REQUIREMENT –
Extend the Board of Management remuneration text, starting right after its closing sentence on stock option plans.

TEXT TO READ –

================

Details of the assessment bases for the annual and multiyear
performance are provided in the following tables.
1 The objectives were weighted individually according to the responsibilities of the individual Board members. 2 Further information on economic earnings is provided on page 50. |
The financial and personal objectives set for the members of the Board of Management up to 2017 were very granular and formulated very clearly to ensure that they were objective, and could be measured and monitored. They included commercially sensitive information that was highly relevant for the market and the competition, and covered clients’ interests. That is why we did not publish specific targets on the basis of the previous remuneration system. To enhance the transparency of the remuneration report, the overall achievement of objectives for each remuneration component is now also published in the remuneration tables in accordance with the German Corporate Governance Code.
The remuneration system for the Board of Management was designed
in such a way that, owing to the “overall
performance” component, a negative
contribution to profits led to a reduction in variable remuneration
on an annual and multi-year basis. Moreover, the financial
multiyear objectives were conceived such that the result of an
adverse year caused the overall achievement of objectives to drop
to zero. Hence, owing to the decline in the result for 2017, which
was attributable to hurricane losses, no bonus for the Group
objective for annual performance was paid and three multi-year
bonus schemes were significantly impacted. On account of the
flexible bonus policy, it was also possible for no variable
remuneration to be paid at all. In addition, the malus principle
also involved the obligation on members of the Board of Management
to invest in Company shares, as a result of which part of the bonus
paid was placed at risk again and thus linked to the interests of
shareholders.
According to the contracts of employment for members of the Board
of Management appointed for the first time as from 1 January 2017,
all variable remuneration components not already paid out are
forfeited in the event of termination of a Board
member’s contract by the Company for good
cause or in the event of relinquishment by a Board member of their
appointment to the Board of Management without good cause.
In the case of temporary incapacity to work due to illness or for another cause beyond the Board member’s control, the remuneration is paid until the end of the contract of employment. The Company may terminate the contract prematurely if Board members are incapacitated for a period of longer than 12 months and it is probable that they will be permanently unable to fully perform the duties conferred on them (permanent incapacity to work). In this event, the Board member will receive a disability pension.
Stock option plans
No stock option plans or similar incentive schemes are in place
for the Board of Management.

================

SUPPLIED INFORMATION –
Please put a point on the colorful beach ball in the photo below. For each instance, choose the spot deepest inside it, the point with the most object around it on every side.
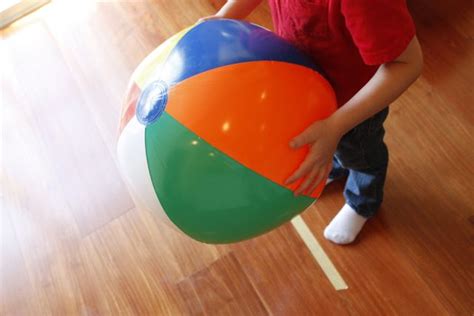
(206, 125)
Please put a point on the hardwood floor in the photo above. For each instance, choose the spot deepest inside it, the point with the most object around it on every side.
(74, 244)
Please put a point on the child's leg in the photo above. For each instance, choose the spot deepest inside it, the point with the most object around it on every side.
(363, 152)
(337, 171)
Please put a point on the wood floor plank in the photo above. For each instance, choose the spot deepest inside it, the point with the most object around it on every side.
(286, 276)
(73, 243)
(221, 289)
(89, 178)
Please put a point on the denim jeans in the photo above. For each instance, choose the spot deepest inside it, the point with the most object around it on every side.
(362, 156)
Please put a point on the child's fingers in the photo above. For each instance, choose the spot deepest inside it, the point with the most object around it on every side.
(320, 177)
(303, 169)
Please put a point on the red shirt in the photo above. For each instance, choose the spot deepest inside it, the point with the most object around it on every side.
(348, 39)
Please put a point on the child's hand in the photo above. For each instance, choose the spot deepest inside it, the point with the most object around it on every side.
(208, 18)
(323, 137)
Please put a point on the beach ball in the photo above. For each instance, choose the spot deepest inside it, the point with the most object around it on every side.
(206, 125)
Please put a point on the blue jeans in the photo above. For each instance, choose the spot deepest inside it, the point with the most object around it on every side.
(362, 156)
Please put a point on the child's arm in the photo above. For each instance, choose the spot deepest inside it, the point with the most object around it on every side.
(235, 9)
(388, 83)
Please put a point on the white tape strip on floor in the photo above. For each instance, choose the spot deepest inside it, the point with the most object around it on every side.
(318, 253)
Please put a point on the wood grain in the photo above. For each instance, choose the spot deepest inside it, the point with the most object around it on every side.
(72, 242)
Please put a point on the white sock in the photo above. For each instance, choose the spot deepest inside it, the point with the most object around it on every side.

================

FINAL RESULT –
Remuneration for other board memberships
In the case of seats held on other boards, remuneration for board
memberships must be paid over to the Company. Exempted from this is
remuneration for memberships explicitly classified by the
Supervisory Board as private.
Severance cap and change of control
Members of the Board of Management appointed before 1 January 2017
have no contractual right to severance payments. If the Board
member’s activities are terminated
prematurely by the Company without good cause, payments due may not
exceed the equivalent of two years’ total
remuneration (three years’ total
remuneration in the event of acquisition of a controlling interest
or change of control within the meaning of Section 29(2) of the
Securities Acquisition and Takeover Act –
WpÜG) and may not cover more than the
remaining period of the employment contract if this is shorter. If
the employment contract is terminated for good cause on grounds
that are within the Board member’s control,
no payments are made to the Board member. The calculation is based
on overall remuneration for the past financial year and, where
appropriate, on the probable overall remuneration for the current
financial year.
Members of the Board of Management appointed for the first time
after 1 January 2017 whose contracts are terminated by the Company
without good cause have a contractual right to a severance payment.
Such payments may not exceed the equivalent of two
years’ total remuneration, and are limited
to the remaining term of the Board member’s
contract if this term is shorter. Total annual remuneration is
calculated on the basis of basic annual remuneration and variable
remuneration paid out for the prior full financial year before the
contract was terminated; remuneration in kind, other fringe
benefits and contributions to occupational retirement schemes are
not taken into account. Payments received by a Board member during
a period of notice and after termination of the appointment are
offset against any severance payment. There will be no right to
severance payments in the event of extraordinary termination of the
Board member’s contract for good cause.
As a matter of principle, the Company ensures that severance
payments are related to performance achieved over the whole period
of activity.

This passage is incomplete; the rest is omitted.